Challenges:
1: Decide whether each statement agrees with the Avro mailing list post. Answer yes or no for each, and quote the deciding words of the post exactly. (a) The writer has stopped trying to use the Partitioner, Comparator, and GroupingComparator. (b) The test code includes a mapper. (c) The current error says AvroFlowWritable cannot be cast to org.apache.avro.generic.IndexedRecord.
2: Transcribe the Avro mailing list post word for word, starting with "Going crazy here" and going on through "rather than AVRO.)".
***** Document segment
You are viewing a plain text version of this content. The canonical link for it is here.
Posted to user@avro.apache.org by Terry Healy <th...@bnl.gov> on 2012/12/21 18:56:05 UTC

AVRO threatening to ruin Christmas

Going crazy here trying to reconcile this. Found links to some aspects ,
partially implemented in the 'The Definitive Guide' AVRO weather M/R
example, and outlined in Package org.apache.avro.mapred under "For jobs
whose input is an Avro data file and which use an AvroMapper, but whose
reducer is a non-Avro Reducer and whose output is a non-Avro format:".
Clearly I have misunderstood something while attempting to follow those
instructions.

The test code does not include a mapper so the job setup is not like
what I'm trying to achieve: AVRO format into Mapper, Text out of
Reducer. (I've eliminated attempting to use the Partitioner, Comparator,
and GroupingComparator used in the working M/R code that reads .tsv
rather than AVRO.)

The current stumbling block is "AvroFlowWritable cannot be cast to
org.apache.avro.generic.IndexedRecord", Where AvroFlowWritable is my
class. I think my existing reducer would work fine if I could use it
with the AvroMapper it throws the above exception.
**********
***** Dataset excerpt
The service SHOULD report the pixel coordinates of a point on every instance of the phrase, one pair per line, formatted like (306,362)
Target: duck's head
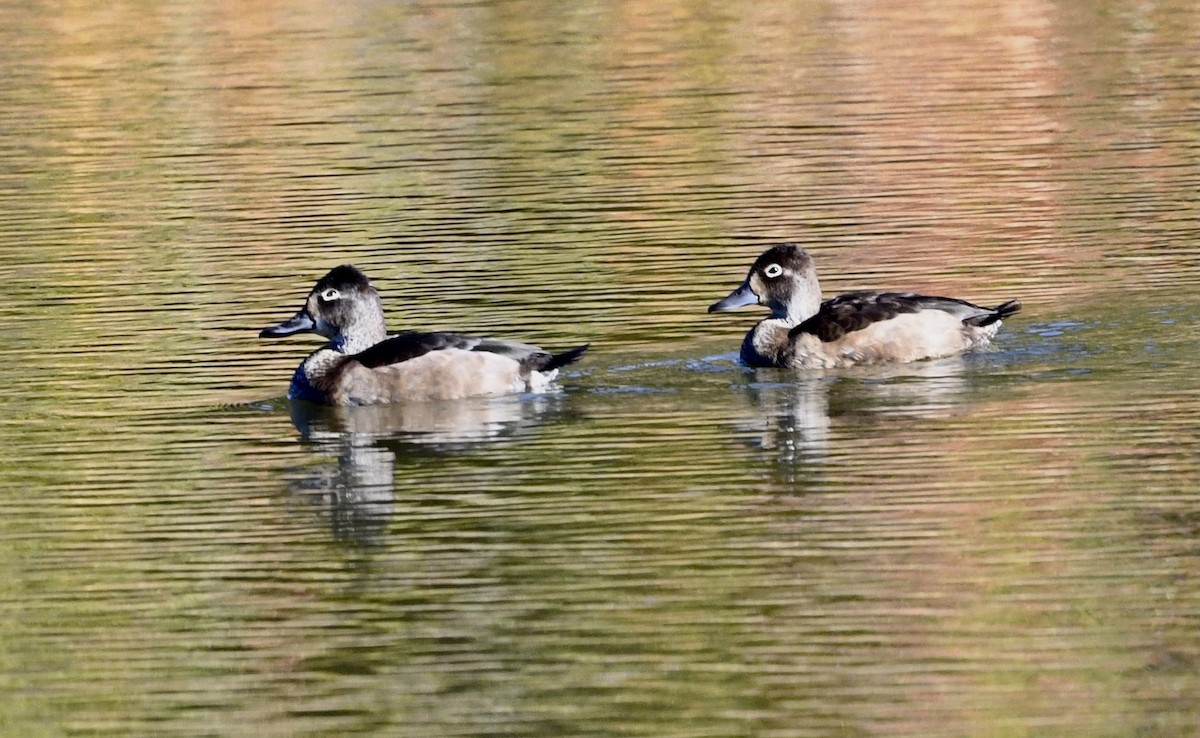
(784,279)
(343,307)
**********
Response list:
1:
(a) Yes: "I've eliminated attempting to use the Partitioner, Comparator, and GroupingComparator"
(b) No: "The test code does not include a mapper"
(c) Yes: "AvroFlowWritable cannot be cast to org.apache.avro.generic.IndexedRecord"

2:
Going crazy here trying to reconcile this. Found links to some aspects ,
partially implemented in the 'The Definitive Guide' AVRO weather M/R
example, and outlined in Package org.apache.avro.mapred under "For jobs
whose input is an Avro data file and which use an AvroMapper, but whose
reducer is a non-Avro Reducer and whose output is a non-Avro format:".
Clearly I have misunderstood something while attempting to follow those
instructions.

The test code does not include a mapper so the job setup is not like
what I'm trying to achieve: AVRO format into Mapper, Text out of
Reducer. (I've eliminated attempting to use the Partitioner, Comparator,
and GroupingComparator used in the working M/R code that reads .tsv
rather than AVRO.)